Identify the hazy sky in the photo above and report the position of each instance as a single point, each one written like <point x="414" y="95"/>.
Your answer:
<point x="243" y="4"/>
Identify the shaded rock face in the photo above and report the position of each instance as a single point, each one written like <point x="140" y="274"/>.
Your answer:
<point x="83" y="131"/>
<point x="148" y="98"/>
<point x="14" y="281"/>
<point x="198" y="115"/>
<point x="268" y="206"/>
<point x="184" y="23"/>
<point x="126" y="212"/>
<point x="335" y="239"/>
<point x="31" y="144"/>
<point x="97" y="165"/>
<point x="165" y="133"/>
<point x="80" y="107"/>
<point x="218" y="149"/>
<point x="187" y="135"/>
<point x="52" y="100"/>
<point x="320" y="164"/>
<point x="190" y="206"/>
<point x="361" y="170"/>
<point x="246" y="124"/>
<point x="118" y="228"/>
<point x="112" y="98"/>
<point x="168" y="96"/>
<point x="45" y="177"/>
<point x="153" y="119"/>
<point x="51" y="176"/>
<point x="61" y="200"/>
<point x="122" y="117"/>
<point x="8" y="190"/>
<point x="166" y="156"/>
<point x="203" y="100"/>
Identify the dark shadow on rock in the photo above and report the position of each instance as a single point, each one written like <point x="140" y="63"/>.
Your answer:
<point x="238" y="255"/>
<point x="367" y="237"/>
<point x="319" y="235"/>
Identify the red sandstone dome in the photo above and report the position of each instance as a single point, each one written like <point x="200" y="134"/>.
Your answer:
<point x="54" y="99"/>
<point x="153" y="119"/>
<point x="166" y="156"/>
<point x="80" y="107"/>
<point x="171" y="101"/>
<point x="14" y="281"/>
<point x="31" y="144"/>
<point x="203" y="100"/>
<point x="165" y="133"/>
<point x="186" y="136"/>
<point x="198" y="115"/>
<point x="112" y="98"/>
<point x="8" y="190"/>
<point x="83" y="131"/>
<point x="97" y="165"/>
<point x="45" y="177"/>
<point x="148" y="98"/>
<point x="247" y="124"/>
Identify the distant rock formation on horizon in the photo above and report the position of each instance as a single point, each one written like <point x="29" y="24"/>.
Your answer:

====

§ Your assignment: Output every record above exactly as it appears.

§ Written answer:
Identify the hazy sky in the photo above and report the position of each instance as a single point, each one written like <point x="414" y="95"/>.
Your answer:
<point x="243" y="4"/>
Identify the shaded rock face in the photo above and report the position of each instance as a single point, each one written like <point x="140" y="274"/>.
Your answer:
<point x="83" y="131"/>
<point x="148" y="98"/>
<point x="14" y="281"/>
<point x="198" y="115"/>
<point x="268" y="206"/>
<point x="184" y="23"/>
<point x="126" y="212"/>
<point x="335" y="239"/>
<point x="31" y="144"/>
<point x="97" y="165"/>
<point x="165" y="133"/>
<point x="80" y="107"/>
<point x="218" y="149"/>
<point x="187" y="135"/>
<point x="52" y="100"/>
<point x="320" y="164"/>
<point x="190" y="206"/>
<point x="361" y="170"/>
<point x="246" y="124"/>
<point x="118" y="228"/>
<point x="112" y="98"/>
<point x="168" y="96"/>
<point x="45" y="177"/>
<point x="153" y="119"/>
<point x="51" y="176"/>
<point x="61" y="200"/>
<point x="122" y="117"/>
<point x="8" y="190"/>
<point x="166" y="156"/>
<point x="203" y="100"/>
Identify the dark shadow on rock in the photo above and report the position of each instance as a single point, each one written like <point x="140" y="63"/>.
Your answer:
<point x="238" y="255"/>
<point x="367" y="237"/>
<point x="319" y="235"/>
Identify the red sandstone dome in the photo above and report the position of each instance as a single point, each one written like <point x="200" y="134"/>.
Your answer:
<point x="54" y="99"/>
<point x="153" y="119"/>
<point x="166" y="156"/>
<point x="80" y="107"/>
<point x="171" y="101"/>
<point x="14" y="281"/>
<point x="31" y="144"/>
<point x="203" y="100"/>
<point x="165" y="133"/>
<point x="186" y="136"/>
<point x="198" y="115"/>
<point x="112" y="98"/>
<point x="8" y="190"/>
<point x="83" y="131"/>
<point x="97" y="165"/>
<point x="45" y="177"/>
<point x="148" y="98"/>
<point x="247" y="124"/>
Identify the distant rock formation on horizon in the photo above and report the position of each instance as a single point, each one written like <point x="29" y="24"/>.
Your answer:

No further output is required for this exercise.